Inside the envelope is the nucleocapsid which contains the viral RNA genome. In particular, the nucleocapsid (N) proteins coat the genome to protect it and help it get into new virion particles.

Figure 4: A SARS-CoV-2 virion particle. The nucleocapsid protein coats the RNA; and together, they form the nucleocapsid. The figure was adapted from Florindo et al. (2020)’s Immune-mediated approaches against COVID-19 and created using BioRender.

The S protein is very important for the virus, but also for us (the human host) when it comes to targeting the virus, as we will see later on with vaccinations. Its function is to allow the virus to enter the host cell. On the other hand, as a relatively large and exposed surface protein, so it is targeted by neutralising antibodies of the host immune system, whereby these immune proteins bind to the virus and stop it from entering the host cells.

Each S protein is made up of two subunits:


1. The upper domain (S1; a.k.a. the receptor-binding domain)

→ Task goal
Repeat word for word the part of the passage on the SARS-CoV-2 virion that begins at the words "The S protein" and stops after the words "the receptor-binding domain)".

→ Supplied data
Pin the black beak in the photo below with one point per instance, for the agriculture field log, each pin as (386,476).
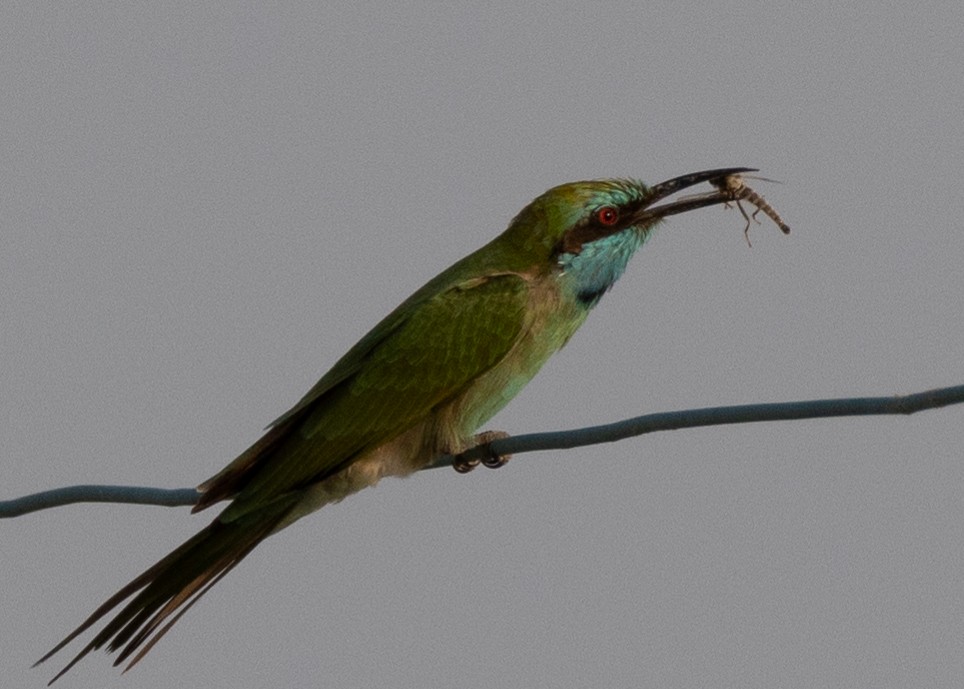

→ Answer
The S protein is very important for the virus, but also for us (the human host) when it comes to targeting the virus, as we will see later on with vaccinations. Its function is to allow the virus to enter the host cell. On the other hand, as a relatively large and exposed surface protein, so it is targeted by neutralising antibodies of the host immune system, whereby these immune proteins bind to the virus and stop it from entering the host cells.

Each S protein is made up of two subunits:


1. The upper domain (S1; a.k.a. the receptor-binding domain)